Your tasks:
(1) In the article on cadmium in jewelry, what did the Center for Environmental Health find last month?
(2) Print everything in the article on cadmium in jewelry from "That means avoiding" down to "on their fingers.".

Selected extract:
It seems unthinkable that manufacturers would include cadmium, a heavy metal that causes neurological damage and is a known carcinogen, in children’s jewelry.
Yet this was the case for many years until 2010. That’s when an investigation found Chinese manufacturers, among others, were using deadly cadmium in children’s necklaces and other costume jewelry.
The human body has no use for cadmium, and therefore no way to eliminate it on its own.
That means avoiding it is the safest thing you can do. But that becomes problematic, especially for women, when it is hiding in plain sight around their neck and on their fingers.
Wait… wasn’t cadmium banned from jewelry?
You’d think that ban on children’s jewelry would have taken care of things. But apparently, some manufacturers continued using the toxic metal. And its effects on women are particularly devastating…
Some women’s jewelry is still full of cadmium
Last month, the Center for Environmental Health found that some jewelry being sold along with women’s dresses and shirts was made of nearly pure cadmium.

Dataset extract:
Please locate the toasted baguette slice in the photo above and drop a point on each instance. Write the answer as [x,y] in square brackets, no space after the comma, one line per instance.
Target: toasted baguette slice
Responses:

Task-by-task outputs:
(1) It found that some jewelry sold along with women's dresses and shirts was made of nearly pure cadmium.

(2)
That means avoiding it is the safest thing you can do. But that becomes problematic, especially for women, when it is hiding in plain sight around their neck and on their fingers.